What the task asks ▸ Please output every line of the material as it stands, without the pictures.

Dataset records ▸
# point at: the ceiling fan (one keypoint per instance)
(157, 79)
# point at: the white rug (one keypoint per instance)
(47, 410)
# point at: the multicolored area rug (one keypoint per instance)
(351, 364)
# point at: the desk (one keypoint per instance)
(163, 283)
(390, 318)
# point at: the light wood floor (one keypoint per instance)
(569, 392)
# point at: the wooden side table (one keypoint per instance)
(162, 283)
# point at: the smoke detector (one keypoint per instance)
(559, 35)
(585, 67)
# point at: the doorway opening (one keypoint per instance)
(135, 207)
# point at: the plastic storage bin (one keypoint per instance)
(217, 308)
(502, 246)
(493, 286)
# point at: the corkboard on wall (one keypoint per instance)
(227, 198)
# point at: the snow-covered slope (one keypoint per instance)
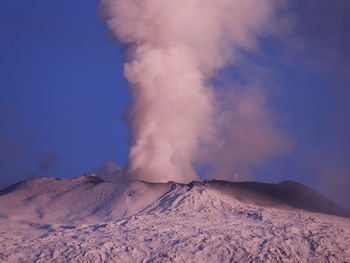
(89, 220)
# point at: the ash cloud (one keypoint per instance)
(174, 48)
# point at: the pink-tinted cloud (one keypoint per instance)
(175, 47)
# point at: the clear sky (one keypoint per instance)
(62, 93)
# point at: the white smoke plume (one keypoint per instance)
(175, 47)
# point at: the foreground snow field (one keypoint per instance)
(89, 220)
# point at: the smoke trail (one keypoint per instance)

Response to this exercise ▸
# point at: the ceiling fan (one keypoint per instance)
(157, 79)
# point at: the white rug (one keypoint per instance)
(47, 410)
# point at: the multicolored area rug (one keypoint per instance)
(351, 364)
# point at: the desk (one keypoint per instance)
(163, 283)
(390, 318)
# point at: the light wood floor (one keypoint per instance)
(569, 392)
# point at: the wooden side table (one keypoint per instance)
(162, 283)
# point at: the smoke detector (one keypoint per instance)
(559, 35)
(585, 67)
# point at: the doorway opening (one keypoint per instance)
(135, 207)
# point at: the plastic storage bin (one keypoint per instance)
(217, 308)
(502, 246)
(493, 286)
# point at: the corkboard on wall (one keypoint per instance)
(227, 198)
# point at: the snow-covered slope (one keypoint per instance)
(89, 220)
# point at: the ash cloud (one keypoint per instance)
(174, 48)
# point at: the pink-tinted cloud (one keypoint per instance)
(175, 47)
# point at: the clear sky (one keypoint per instance)
(62, 93)
# point at: the white smoke plume (one keypoint per instance)
(175, 47)
# point at: the foreground snow field (one keypoint per instance)
(89, 220)
# point at: the smoke trail (one keypoint per instance)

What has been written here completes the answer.